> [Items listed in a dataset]
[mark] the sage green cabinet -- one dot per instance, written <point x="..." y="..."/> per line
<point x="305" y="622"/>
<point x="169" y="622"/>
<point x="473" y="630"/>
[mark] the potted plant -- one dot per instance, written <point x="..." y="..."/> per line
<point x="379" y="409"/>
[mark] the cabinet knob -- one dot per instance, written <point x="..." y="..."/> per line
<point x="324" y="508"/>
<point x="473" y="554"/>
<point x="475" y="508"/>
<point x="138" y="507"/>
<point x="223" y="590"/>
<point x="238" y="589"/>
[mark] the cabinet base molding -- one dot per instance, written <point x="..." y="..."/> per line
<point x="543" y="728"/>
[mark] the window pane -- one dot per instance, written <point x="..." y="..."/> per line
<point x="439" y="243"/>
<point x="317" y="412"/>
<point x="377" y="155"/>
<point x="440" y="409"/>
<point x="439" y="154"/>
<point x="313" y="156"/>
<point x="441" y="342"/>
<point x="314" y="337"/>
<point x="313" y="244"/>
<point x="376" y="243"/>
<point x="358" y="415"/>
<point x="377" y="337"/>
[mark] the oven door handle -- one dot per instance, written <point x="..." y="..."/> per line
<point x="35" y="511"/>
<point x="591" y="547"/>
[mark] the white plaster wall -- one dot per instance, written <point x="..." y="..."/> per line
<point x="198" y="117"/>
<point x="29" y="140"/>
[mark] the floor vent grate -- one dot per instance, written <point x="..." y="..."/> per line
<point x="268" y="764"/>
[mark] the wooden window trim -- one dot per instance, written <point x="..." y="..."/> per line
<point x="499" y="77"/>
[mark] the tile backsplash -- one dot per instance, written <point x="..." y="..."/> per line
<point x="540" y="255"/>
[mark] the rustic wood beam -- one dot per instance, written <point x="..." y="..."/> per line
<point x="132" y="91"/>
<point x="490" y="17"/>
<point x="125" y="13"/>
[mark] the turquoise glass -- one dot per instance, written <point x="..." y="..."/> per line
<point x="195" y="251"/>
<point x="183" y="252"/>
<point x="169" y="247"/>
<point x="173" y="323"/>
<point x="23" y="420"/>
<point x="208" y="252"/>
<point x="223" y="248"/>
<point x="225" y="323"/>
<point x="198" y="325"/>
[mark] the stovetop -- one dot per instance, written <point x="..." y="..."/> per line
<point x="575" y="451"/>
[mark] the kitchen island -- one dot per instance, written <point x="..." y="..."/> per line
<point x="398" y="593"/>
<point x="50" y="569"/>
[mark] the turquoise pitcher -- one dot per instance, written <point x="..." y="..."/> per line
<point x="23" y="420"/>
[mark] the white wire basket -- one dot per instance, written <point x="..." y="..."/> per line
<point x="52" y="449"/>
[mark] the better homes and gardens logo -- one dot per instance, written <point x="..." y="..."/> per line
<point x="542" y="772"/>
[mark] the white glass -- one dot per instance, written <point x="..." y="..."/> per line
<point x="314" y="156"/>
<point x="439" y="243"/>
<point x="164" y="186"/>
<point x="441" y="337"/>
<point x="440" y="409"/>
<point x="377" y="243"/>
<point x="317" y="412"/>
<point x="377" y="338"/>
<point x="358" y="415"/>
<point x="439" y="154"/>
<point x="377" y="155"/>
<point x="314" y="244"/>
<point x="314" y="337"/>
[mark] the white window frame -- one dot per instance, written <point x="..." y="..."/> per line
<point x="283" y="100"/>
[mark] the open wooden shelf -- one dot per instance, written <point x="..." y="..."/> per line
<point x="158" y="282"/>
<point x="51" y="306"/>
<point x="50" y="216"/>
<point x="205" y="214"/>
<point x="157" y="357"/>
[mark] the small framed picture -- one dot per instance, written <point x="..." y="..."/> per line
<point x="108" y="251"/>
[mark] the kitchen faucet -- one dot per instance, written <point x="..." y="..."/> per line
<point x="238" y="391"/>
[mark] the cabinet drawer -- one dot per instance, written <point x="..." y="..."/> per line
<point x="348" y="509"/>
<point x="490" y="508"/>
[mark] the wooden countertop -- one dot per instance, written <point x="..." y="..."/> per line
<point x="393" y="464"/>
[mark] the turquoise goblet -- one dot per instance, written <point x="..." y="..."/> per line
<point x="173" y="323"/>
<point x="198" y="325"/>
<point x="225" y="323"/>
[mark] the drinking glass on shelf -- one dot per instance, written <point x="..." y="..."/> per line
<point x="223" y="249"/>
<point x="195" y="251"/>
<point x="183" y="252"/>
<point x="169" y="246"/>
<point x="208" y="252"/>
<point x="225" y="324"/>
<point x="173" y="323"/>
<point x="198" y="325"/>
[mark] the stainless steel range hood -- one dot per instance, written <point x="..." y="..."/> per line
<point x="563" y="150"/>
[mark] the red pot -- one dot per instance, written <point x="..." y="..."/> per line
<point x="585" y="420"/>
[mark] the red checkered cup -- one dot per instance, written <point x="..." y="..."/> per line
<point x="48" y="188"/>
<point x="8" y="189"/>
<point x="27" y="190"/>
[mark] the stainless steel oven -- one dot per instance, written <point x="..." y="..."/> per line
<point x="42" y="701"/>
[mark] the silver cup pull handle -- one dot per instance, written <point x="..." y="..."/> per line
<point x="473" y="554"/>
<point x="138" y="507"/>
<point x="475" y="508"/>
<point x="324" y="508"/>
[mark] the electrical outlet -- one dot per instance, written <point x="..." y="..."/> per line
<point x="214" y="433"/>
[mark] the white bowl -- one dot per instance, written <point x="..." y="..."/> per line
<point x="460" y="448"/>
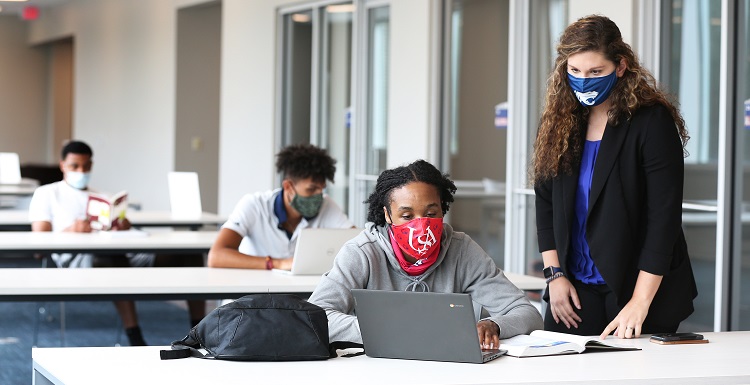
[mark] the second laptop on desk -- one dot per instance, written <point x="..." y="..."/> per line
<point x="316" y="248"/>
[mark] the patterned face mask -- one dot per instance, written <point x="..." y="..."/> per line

> [Task instructions] Give every record back exactly as it reads, with no images.

> [The answer]
[mark] the sage green cabinet -- one dot per instance, written <point x="..." y="..."/> per line
<point x="305" y="622"/>
<point x="169" y="622"/>
<point x="473" y="630"/>
[mark] the potted plant -- one dot per instance, written <point x="..." y="..."/> per line
<point x="379" y="409"/>
[mark] the cabinet knob -- one dot per instance, written <point x="..." y="..."/> per line
<point x="324" y="508"/>
<point x="473" y="554"/>
<point x="475" y="508"/>
<point x="138" y="507"/>
<point x="223" y="590"/>
<point x="238" y="589"/>
[mark] the cabinet base molding -- one dot per instance, written <point x="..." y="..."/> per line
<point x="543" y="728"/>
[mark] the window pane -- one dot per instance, written <point x="..." y="..."/> per line
<point x="439" y="243"/>
<point x="317" y="412"/>
<point x="377" y="155"/>
<point x="440" y="409"/>
<point x="439" y="154"/>
<point x="313" y="156"/>
<point x="441" y="342"/>
<point x="314" y="337"/>
<point x="313" y="244"/>
<point x="376" y="243"/>
<point x="358" y="415"/>
<point x="377" y="337"/>
[mark] the oven door handle -- one dot per instance, written <point x="..." y="..."/> per line
<point x="35" y="511"/>
<point x="591" y="547"/>
[mark] the white plaster wall -- one dot per instance, written <point x="..." y="..."/> per line
<point x="198" y="117"/>
<point x="29" y="140"/>
[mark] the floor vent grate -- one dot per instance, written <point x="..." y="..."/> per line
<point x="268" y="764"/>
[mark] the wooden window trim -- one dot per instance, written <point x="..." y="..."/> per line
<point x="499" y="77"/>
[mark] the tile backsplash -- one dot per instance, written <point x="..." y="..."/> per line
<point x="540" y="255"/>
[mark] the rustic wood beam -- one dot per instance, written <point x="..." y="..."/> per line
<point x="132" y="91"/>
<point x="490" y="17"/>
<point x="125" y="13"/>
[mark] the turquoise glass -- one dot per instance, written <point x="..." y="..."/> per line
<point x="195" y="251"/>
<point x="183" y="252"/>
<point x="169" y="247"/>
<point x="173" y="323"/>
<point x="23" y="420"/>
<point x="208" y="252"/>
<point x="223" y="248"/>
<point x="225" y="323"/>
<point x="198" y="325"/>
[mark] the stovetop -- one dot per instance, written <point x="..." y="..."/> per line
<point x="575" y="451"/>
[mark] the kitchen island -- one dot per instance, written <point x="..." y="..."/> per line
<point x="398" y="593"/>
<point x="50" y="569"/>
[mark] the turquoise pitcher -- one dot per instance, written <point x="..." y="..."/> per line
<point x="23" y="420"/>
[mark] the white wire basket -- one dot per instance, written <point x="..." y="..."/> per line
<point x="52" y="449"/>
[mark] the better homes and gardens logo -- one dot per instance, written <point x="..." y="..."/> per line
<point x="542" y="772"/>
[mark] the white glass -- one dot per instance, written <point x="..." y="..."/> per line
<point x="314" y="156"/>
<point x="439" y="243"/>
<point x="164" y="186"/>
<point x="441" y="337"/>
<point x="440" y="409"/>
<point x="377" y="243"/>
<point x="317" y="412"/>
<point x="377" y="338"/>
<point x="358" y="415"/>
<point x="439" y="154"/>
<point x="377" y="155"/>
<point x="314" y="244"/>
<point x="314" y="337"/>
[mark] the white window frame -- one dot per instance, written <point x="..." y="..."/> per line
<point x="283" y="100"/>
[mark] the open wooden shelf -- one dot per instance, written <point x="..." y="..."/> per line
<point x="158" y="282"/>
<point x="51" y="306"/>
<point x="50" y="216"/>
<point x="205" y="214"/>
<point x="157" y="357"/>
[mark] the small framed picture -- one dot per instance, written <point x="..." y="..."/> per line
<point x="108" y="251"/>
[mark] the kitchen faucet -- one dot per instance, written <point x="..." y="..."/> per line
<point x="238" y="391"/>
[mark] the cabinet drawer -- one dot per instance, written <point x="..." y="..."/> per line
<point x="348" y="509"/>
<point x="490" y="508"/>
[mark] the wooden countertop -- one dot per instance, written <point x="..." y="..."/> per line
<point x="393" y="464"/>
[mark] the turquoise goblet -- one dot per instance, written <point x="..." y="..."/> per line
<point x="173" y="323"/>
<point x="198" y="325"/>
<point x="225" y="323"/>
[mark] the drinking glass on shelf -- one dot per instance, written <point x="..." y="..."/> per line
<point x="223" y="249"/>
<point x="195" y="251"/>
<point x="183" y="252"/>
<point x="169" y="246"/>
<point x="208" y="252"/>
<point x="225" y="324"/>
<point x="173" y="323"/>
<point x="198" y="325"/>
[mark] the stainless steel range hood -- one dot per instance, written <point x="..." y="..."/> per line
<point x="563" y="150"/>
[mark] the red pot -- one dot per instance, written <point x="..." y="..."/> per line
<point x="585" y="420"/>
[mark] the red checkered cup -- one dot per instance, written <point x="..." y="..."/> per line
<point x="48" y="188"/>
<point x="8" y="189"/>
<point x="27" y="190"/>
[mark] the stainless steel oven -- one dot per instance, written <point x="..." y="..."/> per line
<point x="42" y="701"/>
[mark] the silver cup pull handle -- one dot per instance, written <point x="..." y="..."/> per line
<point x="473" y="554"/>
<point x="138" y="507"/>
<point x="475" y="508"/>
<point x="324" y="508"/>
[mark] the electrical outlet -- one dot per instance, written <point x="..." y="..."/> per line
<point x="214" y="433"/>
[mark] the white bowl -- one dot per instance, written <point x="..." y="..."/> per line
<point x="460" y="448"/>
[mark] the second laptop on desk -- one dot per instance, written <point x="..." y="..."/> per line
<point x="316" y="248"/>
[mark] the patterned face mask -- one dot per instance, written <point x="..." y="..."/> per line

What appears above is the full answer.